Can you rewrite every entry below in full, requests included, shifting each polygon coordinate in the answers by adding 134 to it?

──────── Records supplied

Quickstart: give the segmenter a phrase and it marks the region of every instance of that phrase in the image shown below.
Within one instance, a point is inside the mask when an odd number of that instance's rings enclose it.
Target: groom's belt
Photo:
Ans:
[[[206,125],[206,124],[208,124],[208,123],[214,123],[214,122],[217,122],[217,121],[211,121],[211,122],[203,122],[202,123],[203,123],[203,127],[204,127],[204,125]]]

────────────────

§ Task answer:
Quickstart: give the segmenter a phrase and it marks the region of every instance of that phrase in the image shown below.
Within one instance, a point is inside the mask when an odd number of that instance's rings enclose it.
Target: groom's belt
Photo:
Ans:
[[[340,259],[340,258],[342,258],[342,257],[348,257],[348,256],[351,256],[351,255],[345,255],[345,256],[337,256],[336,257],[337,257],[337,261],[338,261],[338,259]]]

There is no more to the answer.